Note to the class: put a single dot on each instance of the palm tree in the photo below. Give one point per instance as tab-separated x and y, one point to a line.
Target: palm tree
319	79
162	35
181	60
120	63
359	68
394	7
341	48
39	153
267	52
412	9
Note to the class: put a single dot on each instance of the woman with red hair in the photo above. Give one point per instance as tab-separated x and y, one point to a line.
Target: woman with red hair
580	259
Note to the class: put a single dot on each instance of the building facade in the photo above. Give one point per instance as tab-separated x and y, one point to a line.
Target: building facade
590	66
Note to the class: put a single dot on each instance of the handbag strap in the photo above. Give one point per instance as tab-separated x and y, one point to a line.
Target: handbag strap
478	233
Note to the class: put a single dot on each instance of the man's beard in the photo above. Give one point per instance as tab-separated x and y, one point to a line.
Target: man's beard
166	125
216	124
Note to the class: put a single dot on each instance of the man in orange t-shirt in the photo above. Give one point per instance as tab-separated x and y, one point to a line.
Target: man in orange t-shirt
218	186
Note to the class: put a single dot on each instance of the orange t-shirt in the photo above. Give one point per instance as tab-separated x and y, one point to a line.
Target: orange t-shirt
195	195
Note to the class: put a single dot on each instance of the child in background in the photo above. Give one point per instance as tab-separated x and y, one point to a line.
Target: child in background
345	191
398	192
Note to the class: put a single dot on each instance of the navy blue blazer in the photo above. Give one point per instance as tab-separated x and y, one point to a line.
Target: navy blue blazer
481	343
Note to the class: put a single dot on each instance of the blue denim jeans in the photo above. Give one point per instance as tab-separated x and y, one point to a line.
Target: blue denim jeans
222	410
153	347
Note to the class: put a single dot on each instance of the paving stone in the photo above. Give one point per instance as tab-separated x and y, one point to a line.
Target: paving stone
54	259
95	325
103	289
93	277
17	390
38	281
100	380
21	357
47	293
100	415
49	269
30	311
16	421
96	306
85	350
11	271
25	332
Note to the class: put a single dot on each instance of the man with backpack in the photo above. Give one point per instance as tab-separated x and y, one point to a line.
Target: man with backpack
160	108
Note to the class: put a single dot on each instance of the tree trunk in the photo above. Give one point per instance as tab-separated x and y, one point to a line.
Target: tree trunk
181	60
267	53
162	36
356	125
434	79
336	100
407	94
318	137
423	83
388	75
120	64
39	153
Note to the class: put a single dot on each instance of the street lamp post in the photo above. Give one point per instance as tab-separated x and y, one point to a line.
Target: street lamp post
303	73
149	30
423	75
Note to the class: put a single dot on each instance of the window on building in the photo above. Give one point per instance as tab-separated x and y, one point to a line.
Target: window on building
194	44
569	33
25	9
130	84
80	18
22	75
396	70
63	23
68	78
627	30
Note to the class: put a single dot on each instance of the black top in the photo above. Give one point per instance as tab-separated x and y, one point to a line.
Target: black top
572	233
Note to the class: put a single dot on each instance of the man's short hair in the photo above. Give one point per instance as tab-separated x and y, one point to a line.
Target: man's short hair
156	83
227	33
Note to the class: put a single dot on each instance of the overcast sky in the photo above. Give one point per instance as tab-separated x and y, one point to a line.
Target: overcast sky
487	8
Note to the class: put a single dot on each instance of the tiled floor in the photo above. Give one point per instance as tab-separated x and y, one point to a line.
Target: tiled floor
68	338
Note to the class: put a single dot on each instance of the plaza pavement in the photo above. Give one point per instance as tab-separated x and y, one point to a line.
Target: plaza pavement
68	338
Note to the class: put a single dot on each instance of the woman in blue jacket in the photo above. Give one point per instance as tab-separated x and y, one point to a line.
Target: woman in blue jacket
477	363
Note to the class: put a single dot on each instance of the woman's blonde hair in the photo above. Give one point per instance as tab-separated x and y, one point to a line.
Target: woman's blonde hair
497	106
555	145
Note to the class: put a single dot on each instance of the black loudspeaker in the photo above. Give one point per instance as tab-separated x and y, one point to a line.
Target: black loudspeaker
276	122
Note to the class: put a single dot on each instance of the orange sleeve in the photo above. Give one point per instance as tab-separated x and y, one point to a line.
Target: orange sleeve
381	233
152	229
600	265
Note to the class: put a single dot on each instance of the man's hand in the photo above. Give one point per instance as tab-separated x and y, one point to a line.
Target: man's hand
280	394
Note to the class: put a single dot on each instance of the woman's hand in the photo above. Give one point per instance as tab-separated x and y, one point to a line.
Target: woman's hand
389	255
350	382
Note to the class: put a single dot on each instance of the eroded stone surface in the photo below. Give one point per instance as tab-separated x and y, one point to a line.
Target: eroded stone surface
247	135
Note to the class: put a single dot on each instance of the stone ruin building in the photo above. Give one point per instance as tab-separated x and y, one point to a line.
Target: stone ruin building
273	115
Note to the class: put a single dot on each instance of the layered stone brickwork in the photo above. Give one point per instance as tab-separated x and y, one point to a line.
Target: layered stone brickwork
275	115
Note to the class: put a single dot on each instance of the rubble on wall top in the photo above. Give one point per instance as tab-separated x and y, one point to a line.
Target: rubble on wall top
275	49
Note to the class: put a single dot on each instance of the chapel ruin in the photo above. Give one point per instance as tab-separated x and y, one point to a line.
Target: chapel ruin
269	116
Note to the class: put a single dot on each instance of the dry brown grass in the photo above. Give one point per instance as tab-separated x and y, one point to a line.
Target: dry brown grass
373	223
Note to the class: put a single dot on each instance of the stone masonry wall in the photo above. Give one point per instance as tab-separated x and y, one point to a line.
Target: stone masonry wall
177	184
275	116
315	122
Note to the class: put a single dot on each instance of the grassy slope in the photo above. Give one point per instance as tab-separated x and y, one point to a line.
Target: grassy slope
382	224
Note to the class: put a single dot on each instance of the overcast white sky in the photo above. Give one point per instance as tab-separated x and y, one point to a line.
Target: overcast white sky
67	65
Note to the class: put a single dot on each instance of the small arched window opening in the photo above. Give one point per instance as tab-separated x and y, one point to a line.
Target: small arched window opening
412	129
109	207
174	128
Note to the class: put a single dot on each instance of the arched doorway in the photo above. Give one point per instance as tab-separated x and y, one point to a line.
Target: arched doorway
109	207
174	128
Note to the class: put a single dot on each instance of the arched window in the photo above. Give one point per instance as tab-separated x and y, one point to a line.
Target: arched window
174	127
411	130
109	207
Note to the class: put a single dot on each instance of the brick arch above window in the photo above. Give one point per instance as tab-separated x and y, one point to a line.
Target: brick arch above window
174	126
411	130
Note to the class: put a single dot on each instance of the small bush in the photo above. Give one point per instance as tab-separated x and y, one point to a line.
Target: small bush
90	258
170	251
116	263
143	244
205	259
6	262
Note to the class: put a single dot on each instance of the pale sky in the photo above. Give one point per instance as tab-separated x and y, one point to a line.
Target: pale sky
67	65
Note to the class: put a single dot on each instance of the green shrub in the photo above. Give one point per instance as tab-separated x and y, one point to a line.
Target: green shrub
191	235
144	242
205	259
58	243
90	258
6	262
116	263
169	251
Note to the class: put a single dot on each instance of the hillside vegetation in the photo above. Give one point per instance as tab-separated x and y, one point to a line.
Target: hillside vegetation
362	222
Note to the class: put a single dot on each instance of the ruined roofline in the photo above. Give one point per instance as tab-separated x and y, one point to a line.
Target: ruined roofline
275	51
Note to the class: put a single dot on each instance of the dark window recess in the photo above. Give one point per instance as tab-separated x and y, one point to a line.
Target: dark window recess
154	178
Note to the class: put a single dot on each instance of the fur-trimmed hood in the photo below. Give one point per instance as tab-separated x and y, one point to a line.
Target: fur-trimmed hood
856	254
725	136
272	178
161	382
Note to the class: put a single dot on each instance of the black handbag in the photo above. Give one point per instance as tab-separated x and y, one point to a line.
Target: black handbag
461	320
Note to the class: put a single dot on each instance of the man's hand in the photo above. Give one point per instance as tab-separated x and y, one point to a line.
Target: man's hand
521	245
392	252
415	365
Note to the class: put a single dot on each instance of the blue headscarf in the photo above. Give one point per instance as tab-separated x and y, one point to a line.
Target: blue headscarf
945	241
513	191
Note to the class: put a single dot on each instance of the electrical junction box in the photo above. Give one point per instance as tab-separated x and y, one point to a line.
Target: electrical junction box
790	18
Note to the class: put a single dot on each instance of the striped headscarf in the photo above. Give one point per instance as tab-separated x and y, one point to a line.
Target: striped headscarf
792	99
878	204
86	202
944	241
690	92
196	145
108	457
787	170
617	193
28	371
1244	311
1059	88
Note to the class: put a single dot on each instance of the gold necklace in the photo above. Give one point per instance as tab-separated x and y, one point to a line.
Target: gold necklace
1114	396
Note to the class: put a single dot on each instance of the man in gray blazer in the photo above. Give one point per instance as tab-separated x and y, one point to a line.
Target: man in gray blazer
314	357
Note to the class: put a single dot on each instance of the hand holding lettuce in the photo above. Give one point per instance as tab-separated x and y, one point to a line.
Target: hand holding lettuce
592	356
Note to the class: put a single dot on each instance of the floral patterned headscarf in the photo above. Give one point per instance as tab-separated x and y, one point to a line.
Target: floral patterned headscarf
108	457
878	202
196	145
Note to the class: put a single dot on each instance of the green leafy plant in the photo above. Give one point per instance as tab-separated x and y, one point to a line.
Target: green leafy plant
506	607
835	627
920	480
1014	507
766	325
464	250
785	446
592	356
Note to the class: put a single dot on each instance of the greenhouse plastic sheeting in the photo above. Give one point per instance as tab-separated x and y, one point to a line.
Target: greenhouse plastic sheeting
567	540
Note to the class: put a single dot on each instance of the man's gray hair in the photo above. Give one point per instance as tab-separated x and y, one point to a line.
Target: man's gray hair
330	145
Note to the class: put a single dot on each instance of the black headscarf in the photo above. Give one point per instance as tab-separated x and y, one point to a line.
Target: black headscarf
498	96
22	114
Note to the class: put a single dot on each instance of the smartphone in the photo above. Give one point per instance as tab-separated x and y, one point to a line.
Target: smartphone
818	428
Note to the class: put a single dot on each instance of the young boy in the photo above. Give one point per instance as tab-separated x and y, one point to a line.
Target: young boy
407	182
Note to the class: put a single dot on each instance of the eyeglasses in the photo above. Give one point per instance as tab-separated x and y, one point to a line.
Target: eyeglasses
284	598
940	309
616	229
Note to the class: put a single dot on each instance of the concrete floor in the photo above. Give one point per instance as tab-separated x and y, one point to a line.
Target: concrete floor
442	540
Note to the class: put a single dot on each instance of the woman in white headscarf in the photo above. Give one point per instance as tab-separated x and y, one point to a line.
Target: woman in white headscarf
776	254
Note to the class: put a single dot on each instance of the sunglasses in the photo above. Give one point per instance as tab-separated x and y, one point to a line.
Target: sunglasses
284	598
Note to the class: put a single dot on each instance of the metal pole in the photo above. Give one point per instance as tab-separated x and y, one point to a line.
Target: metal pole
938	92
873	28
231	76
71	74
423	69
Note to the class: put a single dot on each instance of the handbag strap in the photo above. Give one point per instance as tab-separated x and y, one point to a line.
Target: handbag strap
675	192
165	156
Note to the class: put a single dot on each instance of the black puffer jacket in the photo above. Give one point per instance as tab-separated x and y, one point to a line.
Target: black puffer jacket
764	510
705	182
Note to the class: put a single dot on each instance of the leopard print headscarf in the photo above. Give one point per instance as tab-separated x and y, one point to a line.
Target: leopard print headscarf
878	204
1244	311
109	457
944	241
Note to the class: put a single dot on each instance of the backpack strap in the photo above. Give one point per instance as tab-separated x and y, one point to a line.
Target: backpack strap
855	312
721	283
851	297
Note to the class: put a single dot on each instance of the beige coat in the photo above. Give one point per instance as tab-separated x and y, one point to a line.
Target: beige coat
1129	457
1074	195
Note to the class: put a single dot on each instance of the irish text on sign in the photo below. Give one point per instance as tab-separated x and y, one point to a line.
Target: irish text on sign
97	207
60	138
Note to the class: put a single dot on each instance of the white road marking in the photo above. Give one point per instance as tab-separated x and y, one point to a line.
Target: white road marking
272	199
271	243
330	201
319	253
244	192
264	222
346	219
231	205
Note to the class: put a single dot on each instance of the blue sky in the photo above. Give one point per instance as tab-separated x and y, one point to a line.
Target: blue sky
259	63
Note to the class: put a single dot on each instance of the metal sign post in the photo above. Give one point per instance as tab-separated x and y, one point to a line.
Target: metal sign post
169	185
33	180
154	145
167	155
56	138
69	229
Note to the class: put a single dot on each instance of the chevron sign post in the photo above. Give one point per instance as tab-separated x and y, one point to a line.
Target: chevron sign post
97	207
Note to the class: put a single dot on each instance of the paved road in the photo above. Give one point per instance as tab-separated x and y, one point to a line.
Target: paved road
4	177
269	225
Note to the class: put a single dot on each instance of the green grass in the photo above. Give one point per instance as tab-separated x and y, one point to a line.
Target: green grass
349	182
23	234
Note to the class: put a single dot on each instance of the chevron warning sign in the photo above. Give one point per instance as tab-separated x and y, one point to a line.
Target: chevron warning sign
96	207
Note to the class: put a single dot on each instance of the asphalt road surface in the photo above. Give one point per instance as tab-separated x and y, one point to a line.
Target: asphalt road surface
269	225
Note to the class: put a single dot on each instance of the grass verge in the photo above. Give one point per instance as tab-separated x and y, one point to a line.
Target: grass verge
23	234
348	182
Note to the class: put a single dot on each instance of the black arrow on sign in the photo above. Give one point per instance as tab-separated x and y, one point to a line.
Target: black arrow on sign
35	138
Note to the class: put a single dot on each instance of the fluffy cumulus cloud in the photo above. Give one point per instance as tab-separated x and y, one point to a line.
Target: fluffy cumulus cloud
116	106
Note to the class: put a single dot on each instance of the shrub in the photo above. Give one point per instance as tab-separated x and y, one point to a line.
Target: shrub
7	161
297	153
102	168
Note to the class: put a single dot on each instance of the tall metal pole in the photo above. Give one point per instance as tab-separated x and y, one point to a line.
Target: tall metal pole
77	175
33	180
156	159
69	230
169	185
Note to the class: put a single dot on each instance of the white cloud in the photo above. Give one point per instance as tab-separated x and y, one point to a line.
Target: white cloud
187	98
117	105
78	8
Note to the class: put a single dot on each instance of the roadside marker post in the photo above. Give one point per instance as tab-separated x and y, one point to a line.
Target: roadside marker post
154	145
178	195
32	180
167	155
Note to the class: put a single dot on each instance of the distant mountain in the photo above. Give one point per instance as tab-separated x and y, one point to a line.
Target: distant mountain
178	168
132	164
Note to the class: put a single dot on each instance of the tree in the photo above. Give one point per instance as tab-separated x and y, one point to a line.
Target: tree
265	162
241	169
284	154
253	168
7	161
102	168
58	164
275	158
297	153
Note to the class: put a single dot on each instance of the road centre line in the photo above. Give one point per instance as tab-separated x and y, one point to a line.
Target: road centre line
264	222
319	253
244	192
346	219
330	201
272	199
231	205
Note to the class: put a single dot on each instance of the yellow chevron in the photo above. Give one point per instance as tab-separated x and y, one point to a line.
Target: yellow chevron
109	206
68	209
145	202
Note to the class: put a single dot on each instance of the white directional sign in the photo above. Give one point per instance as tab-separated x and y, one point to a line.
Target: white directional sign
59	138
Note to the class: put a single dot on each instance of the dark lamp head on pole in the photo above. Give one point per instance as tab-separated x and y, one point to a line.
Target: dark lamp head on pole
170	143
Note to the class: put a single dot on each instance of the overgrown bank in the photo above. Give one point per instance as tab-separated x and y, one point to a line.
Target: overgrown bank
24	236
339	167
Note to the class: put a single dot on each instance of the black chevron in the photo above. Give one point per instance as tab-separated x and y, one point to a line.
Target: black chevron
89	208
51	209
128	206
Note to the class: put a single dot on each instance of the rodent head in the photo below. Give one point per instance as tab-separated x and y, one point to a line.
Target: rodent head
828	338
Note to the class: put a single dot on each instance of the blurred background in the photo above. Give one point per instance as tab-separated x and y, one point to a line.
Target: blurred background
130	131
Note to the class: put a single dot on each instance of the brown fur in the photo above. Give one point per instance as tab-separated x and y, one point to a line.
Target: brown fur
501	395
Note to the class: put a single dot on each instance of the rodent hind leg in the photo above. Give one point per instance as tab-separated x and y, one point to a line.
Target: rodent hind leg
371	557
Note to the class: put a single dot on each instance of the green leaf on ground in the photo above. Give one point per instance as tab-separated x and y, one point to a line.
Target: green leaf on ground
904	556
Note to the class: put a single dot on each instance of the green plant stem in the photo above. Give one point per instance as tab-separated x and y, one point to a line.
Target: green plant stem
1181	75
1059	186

* DIRECTIONS
From the line containing "the dark lamp" down to the final line of the data, write out every line exactly; both the first and last of these belong in your answer, and nothing else does.

* FINISHED EXERCISE
Note to the class: put a single dot on each instance of the dark lamp head on pole in the photo above. Give one point per instance as tab-separated x and y, one point to a line.
Target: dark lamp head on pole
170	143
Note to the class: put a single dot on each instance of the overgrown bank in the photo above. Give one point per instance as tab-separated x and y, one point to a line.
Target: overgrown bank
24	236
339	167
Note to the class: put a single dot on each instance of the black chevron in the photo above. Give one point per instance as tab-separated x and y, one point to a line.
Target: black chevron
89	208
51	209
128	206
Note to the class: put a single dot on each instance of the rodent head in the photo below. Give one point per instance as tab-separated x and y, one point to a line.
Target: rodent head
828	338
Note to the class: put a single dot on each instance of the blurred background in the photo above. Give one point per instance as tab-separated x and y, one point to a line.
Target: blurred background
130	131
Note to the class: put a single dot on each instance of the brown fur in the photo above. Give one point per instance as tab-separated x and y, one point to a line.
Target: brown fur
501	395
Note to the class: put a single dot on each instance of the rodent hind leg in the photo above. Give one point per instance as tab-separated x and y, one point to a line.
Target: rodent hind leg
371	557
Note to the class: put a single dot on each instance of the green leaf on ground in the photo above. Give one point per instance as tab-separated x and y, one point to a line.
Target: green leaf on ground
904	556
Note to the class: put a single dot on each instance of the green plant stem in the photo above. Give one point per instance as tab-separated x and y, one point to a line.
Target: green plant stem
1181	75
1059	186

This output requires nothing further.